──────── Reading passage ────────
Fig. 4 (a) A single wire and (b) its equivalent  $\pi$ -RC model.

Due to the ED model has the overestimated delay, this model causes limited accuracy in wire delay. Alternately, the Fitted Elmore delay (FED) model [11] is more efficient and accurate than the ED model. The wire delay based on the FED model with a load capacitance  $C_L$  at sink *i* is denoted as

$$FED(C_{L}, l_{i}, w_{i}) = r(l_{i} / w_{i}) [0.5(Dc_{a}w_{i} + Ec_{f})l_{i} + FC_{L,i}]$$
(1)

where the coefficients *D*, *E*, and *F* are obtained by a curve fitting technique that approximates HSPICE simulation data.  $C_{load,i}$  is defined as the capacitance of a tree rooted at node *i*,

$$C_{load, i} = \begin{cases} C_{L,i} \text{ if } i \text{ is a sink } S_i \\ \sum_{i \in T(i)} [(Dc_a w_j + Ec_f) l_j / F + C_{load, j}] \text{ if } i \text{ is an internal node} \end{cases}$$
(2)

where T(i) is the set of tree edges at the downstream of node *i*. Then, the FED delay from root to sink *k* can be calculated by

$$Delay(k) = \sum_{i \in P(k)} r(l_i / w_i) \left[ 0.5(Dc_a w_i + Ec_f) l_i + FC_{load, i} \right]$$
(3)

where P(k) is the set of tree edges along the path from root to sink *k*.
────────
Stated task:
Transcribe the passage on wire delay models word for word, starting with the words "where T(i) is" and stopping after the words "to sink *k*.".
──────── Dataset extract ────────
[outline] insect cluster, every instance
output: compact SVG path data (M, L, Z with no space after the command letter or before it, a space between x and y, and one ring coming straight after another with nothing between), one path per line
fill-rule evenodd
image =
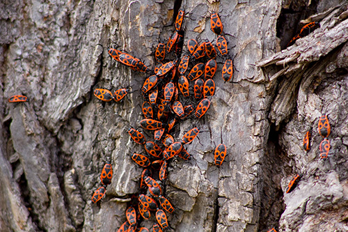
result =
M179 11L174 24L175 32L166 45L160 42L157 46L155 58L157 64L154 70L125 52L113 48L109 50L109 54L117 61L133 70L150 75L141 88L144 97L142 111L145 118L140 122L140 126L148 131L145 135L153 132L153 141L148 141L139 130L130 127L128 130L132 139L144 146L145 152L143 154L134 153L130 155L130 158L144 169L140 180L139 193L132 196L126 211L127 221L118 229L120 232L148 231L148 229L139 228L138 225L141 220L150 219L152 213L156 218L153 231L161 231L169 226L166 214L172 213L174 208L164 196L167 167L176 157L184 160L190 158L185 146L200 132L199 127L194 126L180 141L175 141L172 135L175 126L188 118L201 118L208 110L209 99L215 92L213 77L217 69L216 58L218 53L210 41L206 40L198 44L194 39L188 40L188 52L186 54L182 52L184 15L184 10ZM217 13L211 14L210 25L212 31L218 36L216 46L225 59L228 56L227 40ZM230 81L232 72L232 61L228 58L222 68L223 80ZM129 93L127 88L121 88L113 93L107 89L96 88L94 95L105 102L110 102L112 99L118 102ZM227 148L223 144L216 147L216 165L222 164L226 152ZM111 165L108 167L111 168ZM108 170L105 167L102 170L101 180L103 186L94 193L92 198L94 203L103 197L106 185L111 183L108 175L112 175L112 169L109 172Z

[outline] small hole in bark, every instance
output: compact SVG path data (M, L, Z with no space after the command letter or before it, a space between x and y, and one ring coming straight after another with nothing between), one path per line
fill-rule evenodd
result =
M310 6L307 1L293 1L287 8L282 8L277 22L277 37L280 39L280 47L286 48L289 42L297 35L304 24L300 21L317 13L318 0L313 0Z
────────
Response to this exercise:
where T(i) is the set of tree edges at the downstream of node *i*. Then, the FED delay from root to sink *k* can be calculated by

$$Delay(k) = \sum_{i \in P(k)} r(l_i / w_i) \left[ 0.5(Dc_a w_i + Ec_f) l_i + FC_{load, i} \right]$$
(3)

where P(k) is the set of tree edges along the path from root to sink *k*.